* Short task: Quote exactly, and only, the lines from the one with "Expected behaviour: place one point on the bakery" through the end of the listing.

* Data:
## Start

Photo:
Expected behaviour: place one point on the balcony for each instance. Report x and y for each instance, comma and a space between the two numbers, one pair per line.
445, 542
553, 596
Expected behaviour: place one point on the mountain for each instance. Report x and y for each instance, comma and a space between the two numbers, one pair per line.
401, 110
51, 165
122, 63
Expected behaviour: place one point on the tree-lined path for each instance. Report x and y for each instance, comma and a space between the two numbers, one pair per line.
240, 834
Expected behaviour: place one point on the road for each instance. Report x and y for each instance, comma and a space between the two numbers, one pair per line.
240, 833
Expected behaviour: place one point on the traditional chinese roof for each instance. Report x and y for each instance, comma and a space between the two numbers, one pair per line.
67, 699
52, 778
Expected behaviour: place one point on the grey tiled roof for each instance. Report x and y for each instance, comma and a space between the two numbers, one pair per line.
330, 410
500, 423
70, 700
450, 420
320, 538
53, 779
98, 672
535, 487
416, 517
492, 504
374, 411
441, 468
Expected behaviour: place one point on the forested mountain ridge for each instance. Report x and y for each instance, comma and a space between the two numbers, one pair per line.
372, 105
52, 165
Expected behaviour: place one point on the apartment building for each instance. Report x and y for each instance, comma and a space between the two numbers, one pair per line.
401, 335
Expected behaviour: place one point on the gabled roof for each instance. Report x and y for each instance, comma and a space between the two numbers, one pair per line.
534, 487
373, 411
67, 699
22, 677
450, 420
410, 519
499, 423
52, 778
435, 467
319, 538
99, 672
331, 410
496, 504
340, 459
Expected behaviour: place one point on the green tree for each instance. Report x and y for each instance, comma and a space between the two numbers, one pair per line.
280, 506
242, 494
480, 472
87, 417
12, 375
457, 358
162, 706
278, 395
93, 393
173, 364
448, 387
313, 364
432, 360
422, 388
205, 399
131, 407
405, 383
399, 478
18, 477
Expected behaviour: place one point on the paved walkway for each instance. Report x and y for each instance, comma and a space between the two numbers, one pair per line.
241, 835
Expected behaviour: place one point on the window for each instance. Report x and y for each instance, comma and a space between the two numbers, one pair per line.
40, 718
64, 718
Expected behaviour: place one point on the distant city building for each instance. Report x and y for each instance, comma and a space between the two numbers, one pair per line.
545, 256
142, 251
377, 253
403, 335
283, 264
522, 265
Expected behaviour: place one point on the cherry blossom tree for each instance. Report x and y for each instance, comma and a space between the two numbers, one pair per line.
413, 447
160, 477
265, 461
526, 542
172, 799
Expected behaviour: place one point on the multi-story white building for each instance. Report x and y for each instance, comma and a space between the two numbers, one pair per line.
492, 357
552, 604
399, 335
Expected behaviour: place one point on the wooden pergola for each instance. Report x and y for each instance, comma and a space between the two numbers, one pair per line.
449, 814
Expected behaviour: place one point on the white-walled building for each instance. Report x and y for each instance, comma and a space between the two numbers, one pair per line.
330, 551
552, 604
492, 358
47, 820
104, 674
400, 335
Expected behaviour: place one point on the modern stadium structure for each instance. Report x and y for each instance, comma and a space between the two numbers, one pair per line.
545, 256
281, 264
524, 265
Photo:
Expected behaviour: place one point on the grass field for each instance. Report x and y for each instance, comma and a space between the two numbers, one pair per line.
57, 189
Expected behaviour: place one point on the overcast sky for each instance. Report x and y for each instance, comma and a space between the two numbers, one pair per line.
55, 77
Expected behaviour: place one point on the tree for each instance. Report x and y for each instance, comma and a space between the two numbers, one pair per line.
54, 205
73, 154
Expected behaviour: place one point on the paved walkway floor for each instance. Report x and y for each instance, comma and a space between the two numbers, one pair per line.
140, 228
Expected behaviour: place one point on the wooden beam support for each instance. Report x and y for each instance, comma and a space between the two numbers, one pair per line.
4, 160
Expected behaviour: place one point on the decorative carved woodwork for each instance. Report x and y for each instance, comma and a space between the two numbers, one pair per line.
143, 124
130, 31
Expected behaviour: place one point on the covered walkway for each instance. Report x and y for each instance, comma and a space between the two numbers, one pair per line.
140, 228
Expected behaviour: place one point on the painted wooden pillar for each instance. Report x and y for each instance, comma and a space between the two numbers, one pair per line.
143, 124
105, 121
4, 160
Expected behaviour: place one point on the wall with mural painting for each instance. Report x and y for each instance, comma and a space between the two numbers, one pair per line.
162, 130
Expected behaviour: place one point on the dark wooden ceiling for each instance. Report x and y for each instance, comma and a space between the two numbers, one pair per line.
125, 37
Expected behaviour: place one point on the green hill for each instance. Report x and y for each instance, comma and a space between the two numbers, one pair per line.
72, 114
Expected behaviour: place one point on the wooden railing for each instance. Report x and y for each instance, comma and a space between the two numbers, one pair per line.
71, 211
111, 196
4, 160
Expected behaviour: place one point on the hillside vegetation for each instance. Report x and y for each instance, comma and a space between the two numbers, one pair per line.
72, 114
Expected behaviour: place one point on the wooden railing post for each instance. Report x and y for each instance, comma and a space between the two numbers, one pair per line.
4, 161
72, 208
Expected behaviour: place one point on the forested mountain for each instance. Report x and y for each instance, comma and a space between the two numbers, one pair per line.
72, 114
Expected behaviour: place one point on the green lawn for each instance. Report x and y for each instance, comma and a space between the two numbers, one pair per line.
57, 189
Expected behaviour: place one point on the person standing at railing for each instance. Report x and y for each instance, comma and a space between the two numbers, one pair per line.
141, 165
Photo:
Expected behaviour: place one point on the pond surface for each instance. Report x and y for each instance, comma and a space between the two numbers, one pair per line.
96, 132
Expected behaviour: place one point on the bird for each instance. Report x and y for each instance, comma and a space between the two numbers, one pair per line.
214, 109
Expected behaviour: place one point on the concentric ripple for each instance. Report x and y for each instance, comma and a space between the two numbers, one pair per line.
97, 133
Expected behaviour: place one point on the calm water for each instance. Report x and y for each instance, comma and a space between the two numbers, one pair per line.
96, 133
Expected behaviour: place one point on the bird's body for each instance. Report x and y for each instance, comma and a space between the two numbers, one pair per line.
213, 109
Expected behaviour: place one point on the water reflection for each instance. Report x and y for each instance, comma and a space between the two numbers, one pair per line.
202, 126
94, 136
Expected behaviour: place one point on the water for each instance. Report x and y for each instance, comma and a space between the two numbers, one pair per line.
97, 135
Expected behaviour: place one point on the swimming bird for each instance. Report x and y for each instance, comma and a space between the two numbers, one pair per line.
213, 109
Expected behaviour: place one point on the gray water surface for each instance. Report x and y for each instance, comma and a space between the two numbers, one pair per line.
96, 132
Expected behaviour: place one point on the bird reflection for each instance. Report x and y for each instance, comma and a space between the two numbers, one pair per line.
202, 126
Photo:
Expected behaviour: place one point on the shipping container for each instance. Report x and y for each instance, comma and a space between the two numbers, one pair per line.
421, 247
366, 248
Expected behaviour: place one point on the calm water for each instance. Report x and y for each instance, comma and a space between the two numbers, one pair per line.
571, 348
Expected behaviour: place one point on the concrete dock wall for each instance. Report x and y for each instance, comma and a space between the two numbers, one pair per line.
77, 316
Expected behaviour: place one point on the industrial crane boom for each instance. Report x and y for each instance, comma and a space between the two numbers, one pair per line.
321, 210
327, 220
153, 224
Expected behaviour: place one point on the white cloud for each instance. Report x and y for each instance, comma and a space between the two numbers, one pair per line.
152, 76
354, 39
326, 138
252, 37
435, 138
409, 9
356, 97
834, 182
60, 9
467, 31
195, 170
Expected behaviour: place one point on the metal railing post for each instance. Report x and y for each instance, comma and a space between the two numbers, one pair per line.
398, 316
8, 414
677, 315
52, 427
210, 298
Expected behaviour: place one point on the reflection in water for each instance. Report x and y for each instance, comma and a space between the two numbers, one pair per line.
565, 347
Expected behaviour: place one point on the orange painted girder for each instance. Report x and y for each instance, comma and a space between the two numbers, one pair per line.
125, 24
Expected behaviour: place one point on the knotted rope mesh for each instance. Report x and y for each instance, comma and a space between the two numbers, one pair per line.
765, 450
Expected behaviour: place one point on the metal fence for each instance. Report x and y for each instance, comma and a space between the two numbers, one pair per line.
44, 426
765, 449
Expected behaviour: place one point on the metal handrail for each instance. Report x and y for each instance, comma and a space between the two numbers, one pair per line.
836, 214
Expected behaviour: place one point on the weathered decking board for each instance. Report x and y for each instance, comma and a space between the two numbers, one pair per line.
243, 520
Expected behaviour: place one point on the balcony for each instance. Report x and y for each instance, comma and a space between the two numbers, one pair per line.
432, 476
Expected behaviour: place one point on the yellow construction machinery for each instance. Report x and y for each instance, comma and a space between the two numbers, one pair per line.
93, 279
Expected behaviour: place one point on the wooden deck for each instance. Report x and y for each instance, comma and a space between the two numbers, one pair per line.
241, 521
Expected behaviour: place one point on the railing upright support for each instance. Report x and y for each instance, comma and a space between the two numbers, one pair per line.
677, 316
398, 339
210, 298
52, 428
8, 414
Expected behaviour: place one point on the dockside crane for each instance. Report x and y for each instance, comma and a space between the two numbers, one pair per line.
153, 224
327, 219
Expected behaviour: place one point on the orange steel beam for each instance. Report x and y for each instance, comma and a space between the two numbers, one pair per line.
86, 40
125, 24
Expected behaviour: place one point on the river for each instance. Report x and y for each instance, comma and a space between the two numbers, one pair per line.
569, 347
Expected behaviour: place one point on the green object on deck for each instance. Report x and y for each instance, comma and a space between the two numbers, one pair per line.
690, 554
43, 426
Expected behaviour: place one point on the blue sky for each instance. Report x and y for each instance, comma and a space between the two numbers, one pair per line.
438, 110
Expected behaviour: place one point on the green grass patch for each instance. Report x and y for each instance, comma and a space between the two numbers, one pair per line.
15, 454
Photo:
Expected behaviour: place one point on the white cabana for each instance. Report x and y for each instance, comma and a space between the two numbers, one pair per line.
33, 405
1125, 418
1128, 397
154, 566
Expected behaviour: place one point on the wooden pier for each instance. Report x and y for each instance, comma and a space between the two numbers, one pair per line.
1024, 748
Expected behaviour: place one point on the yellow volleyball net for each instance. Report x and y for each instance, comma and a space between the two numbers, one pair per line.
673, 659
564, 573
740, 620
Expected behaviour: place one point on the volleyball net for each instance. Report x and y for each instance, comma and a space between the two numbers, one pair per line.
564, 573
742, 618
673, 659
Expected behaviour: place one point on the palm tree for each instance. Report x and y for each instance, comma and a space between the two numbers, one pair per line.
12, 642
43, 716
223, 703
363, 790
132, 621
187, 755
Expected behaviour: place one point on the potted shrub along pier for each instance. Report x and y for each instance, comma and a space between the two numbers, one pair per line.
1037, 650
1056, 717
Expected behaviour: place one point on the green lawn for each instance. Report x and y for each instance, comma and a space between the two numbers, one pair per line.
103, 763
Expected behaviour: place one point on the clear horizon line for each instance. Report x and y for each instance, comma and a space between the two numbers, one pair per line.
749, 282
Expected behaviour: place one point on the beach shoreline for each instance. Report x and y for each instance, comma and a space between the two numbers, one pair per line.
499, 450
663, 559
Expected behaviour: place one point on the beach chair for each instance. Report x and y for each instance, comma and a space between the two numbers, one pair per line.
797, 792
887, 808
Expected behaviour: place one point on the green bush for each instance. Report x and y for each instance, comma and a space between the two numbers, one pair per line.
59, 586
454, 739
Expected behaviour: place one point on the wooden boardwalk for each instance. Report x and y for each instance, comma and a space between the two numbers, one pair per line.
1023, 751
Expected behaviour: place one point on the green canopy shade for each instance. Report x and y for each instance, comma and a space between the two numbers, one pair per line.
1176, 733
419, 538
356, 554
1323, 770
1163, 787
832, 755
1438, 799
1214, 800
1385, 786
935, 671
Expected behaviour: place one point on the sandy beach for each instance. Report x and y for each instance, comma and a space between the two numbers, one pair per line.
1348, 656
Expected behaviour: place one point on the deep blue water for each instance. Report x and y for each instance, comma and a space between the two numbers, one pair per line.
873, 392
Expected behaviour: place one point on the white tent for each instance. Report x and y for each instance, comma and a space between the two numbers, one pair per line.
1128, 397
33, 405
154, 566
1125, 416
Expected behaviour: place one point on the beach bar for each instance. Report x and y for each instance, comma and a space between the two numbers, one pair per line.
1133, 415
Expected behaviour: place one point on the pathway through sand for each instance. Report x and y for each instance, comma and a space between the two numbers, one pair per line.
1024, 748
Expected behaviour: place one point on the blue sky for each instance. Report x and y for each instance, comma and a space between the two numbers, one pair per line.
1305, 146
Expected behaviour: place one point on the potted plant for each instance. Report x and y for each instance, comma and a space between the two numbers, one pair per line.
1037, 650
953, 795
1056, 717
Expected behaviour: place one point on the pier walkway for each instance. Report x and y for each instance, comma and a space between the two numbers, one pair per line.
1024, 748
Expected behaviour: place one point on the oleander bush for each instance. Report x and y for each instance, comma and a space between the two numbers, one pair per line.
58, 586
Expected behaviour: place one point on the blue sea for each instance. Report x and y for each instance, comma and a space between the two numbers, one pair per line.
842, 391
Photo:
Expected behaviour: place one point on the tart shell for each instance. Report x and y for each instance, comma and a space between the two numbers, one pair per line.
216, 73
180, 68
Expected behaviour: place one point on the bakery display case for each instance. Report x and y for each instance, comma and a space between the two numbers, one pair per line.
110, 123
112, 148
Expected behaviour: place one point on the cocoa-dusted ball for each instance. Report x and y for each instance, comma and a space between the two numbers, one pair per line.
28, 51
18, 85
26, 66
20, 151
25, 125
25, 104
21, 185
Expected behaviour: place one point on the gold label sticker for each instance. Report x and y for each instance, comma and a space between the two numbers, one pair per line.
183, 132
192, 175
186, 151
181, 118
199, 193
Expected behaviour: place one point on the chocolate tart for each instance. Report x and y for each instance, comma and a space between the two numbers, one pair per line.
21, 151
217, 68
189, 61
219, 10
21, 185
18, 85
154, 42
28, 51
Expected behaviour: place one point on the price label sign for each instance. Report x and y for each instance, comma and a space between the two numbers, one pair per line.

## End

* Output for this task:
Expected behaviour: place one point on the bakery display case for each instance. Report x and y for each instance, comma and a space between the two numbers, one pair per line.
110, 123
112, 148
Expected behaviour: place one point on the cocoa-dusted ball for each instance. Report x and y for each instance, comma and a space between the two numbers, one pair per line.
28, 51
18, 85
26, 66
20, 151
25, 125
25, 104
21, 185
Expected behaviour: place one point on the gold label sticker for each instance. Report x and y for each instance, comma and a space between the two numbers, one pair per line.
183, 132
192, 175
186, 151
181, 118
199, 193
Expected behaviour: place one point on the chocolate tart for each instance. Report x and y for each instance, comma and a space between the two numbers, one pair per line.
21, 151
217, 68
189, 61
219, 10
21, 185
18, 85
154, 42
28, 51
Expected behaviour: place one point on the price label sign for each instance. Report x and y for each instance, comma and a space between the two numbers, one pair per line.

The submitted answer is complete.